[BEGIN GIVEN TEXT]

Hello everyone!

I've been watching poker videos and reading poker books and forum posts and as I try to work out the advice the instructors give on my own, questions arise. The answer to this question is super fundamental but I don't see it written explicitly in poker books/forum or said in videos (except for one of Ed Miller's limit books).

One poker advice I'm trying to understand is the reason why we bet : "We bet to make better hands fold or worse hands call." One question that I asked myself is: "If for some situation, better hands wont fold, but worse hands will call, how much of those worse hands need to call in order to make betting the right play over checking?"

A lot of people reason that a bet is for value if worse hands call or if you are ahead more often than not. Before today, I used to bet just because I thought a few worse hands would continue. But these definitions are too vague and neglects one important factor: # of players in the hand.

Example:

Let's create a simple Hand vs Range scenario. Hero is IP on the river versus a semi-loose passive. Because the villain is passive, he will only check/call the river as opposed to check/raise or bet. Also since he is semi-loose and not a complete calling station, he will check/fold his worse hands.

[END GIVEN TEXT]

● GOAL 1
Write out the poker post above in full, word for word.

[BEGIN DATASET EXCERPTS]

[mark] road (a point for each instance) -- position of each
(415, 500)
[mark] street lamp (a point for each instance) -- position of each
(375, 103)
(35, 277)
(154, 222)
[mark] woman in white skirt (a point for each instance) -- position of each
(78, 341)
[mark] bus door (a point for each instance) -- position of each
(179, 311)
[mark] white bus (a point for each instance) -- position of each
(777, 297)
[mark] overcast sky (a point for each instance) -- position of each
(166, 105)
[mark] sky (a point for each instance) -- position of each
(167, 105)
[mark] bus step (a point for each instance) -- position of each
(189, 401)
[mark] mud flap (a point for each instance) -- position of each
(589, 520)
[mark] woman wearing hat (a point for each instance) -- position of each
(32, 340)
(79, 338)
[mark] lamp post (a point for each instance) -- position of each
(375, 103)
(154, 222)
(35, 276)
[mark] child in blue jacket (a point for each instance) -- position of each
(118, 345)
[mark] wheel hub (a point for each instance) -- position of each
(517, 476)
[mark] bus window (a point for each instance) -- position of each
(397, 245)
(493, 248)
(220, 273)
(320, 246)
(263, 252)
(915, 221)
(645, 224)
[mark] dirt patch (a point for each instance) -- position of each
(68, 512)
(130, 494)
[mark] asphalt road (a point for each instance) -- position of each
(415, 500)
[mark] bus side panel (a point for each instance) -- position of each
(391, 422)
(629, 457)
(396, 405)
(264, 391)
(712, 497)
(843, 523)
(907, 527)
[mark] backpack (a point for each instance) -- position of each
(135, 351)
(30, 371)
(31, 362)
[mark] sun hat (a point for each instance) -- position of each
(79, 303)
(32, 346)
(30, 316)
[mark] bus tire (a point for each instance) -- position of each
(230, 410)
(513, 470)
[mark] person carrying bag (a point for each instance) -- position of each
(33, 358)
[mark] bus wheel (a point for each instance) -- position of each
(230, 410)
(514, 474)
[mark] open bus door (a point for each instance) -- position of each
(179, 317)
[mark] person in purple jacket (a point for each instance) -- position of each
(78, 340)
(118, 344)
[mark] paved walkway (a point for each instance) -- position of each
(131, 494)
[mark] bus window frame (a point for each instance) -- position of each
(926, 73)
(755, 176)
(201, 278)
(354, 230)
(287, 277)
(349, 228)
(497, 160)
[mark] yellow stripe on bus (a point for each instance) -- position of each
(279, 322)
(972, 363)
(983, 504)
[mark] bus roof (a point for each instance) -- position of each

[END DATASET EXCERPTS]

● GOAL 2
Rewrite the listing lines from the one containing "[mark] person in" through the end of the listing, both ends included, as a Markdown table with the columns Row and Line. Give each line its row number and leave out any blank lines.

● WRITTEN SOLUTION 1
Hello everyone!

I've been watching poker videos and reading poker books and forum posts and as I try to work out the advice the instructors give on my own, questions arise. The answer to this question is super fundamental but I don't see it written explicitly in poker books/forum or said in videos (except for one of Ed Miller's limit books).

One poker advice I'm trying to understand is the reason why we bet : "We bet to make better hands fold or worse hands call." One question that I asked myself is: "If for some situation, better hands wont fold, but worse hands will call, how much of those worse hands need to call in order to make betting the right play over checking?"

A lot of people reason that a bet is for value if worse hands call or if you are ahead more often than not. Before today, I used to bet just because I thought a few worse hands would continue. But these definitions are too vague and neglects one important factor: # of players in the hand.

Example:

Let's create a simple Hand vs Range scenario. Hero is IP on the river versus a semi-loose passive. Because the villain is passive, he will only check/call the river as opposed to check/raise or bet. Also since he is semi-loose and not a complete calling station, he will check/fold his worse hands.

● WRITTEN SOLUTION 2
| Row | Line |
|---|---|
| 1 | [mark] person in purple jacket (a point for each instance) -- position of each |
| 2 | (78, 340) |
| 3 | (118, 344) |
| 4 | [mark] paved walkway (a point for each instance) -- position of each |
| 5 | (131, 494) |
| 6 | [mark] bus window frame (a point for each instance) -- position of each |
| 7 | (926, 73) |
| 8 | (755, 176) |
| 9 | (201, 278) |
| 10 | (354, 230) |
| 11 | (287, 277) |
| 12 | (349, 228) |
| 13 | (497, 160) |
| 14 | [mark] yellow stripe on bus (a point for each instance) -- position of each |
| 15 | (279, 322) |
| 16 | (972, 363) |
| 17 | (983, 504) |
| 18 | [mark] bus roof (a point for each instance) -- position of each |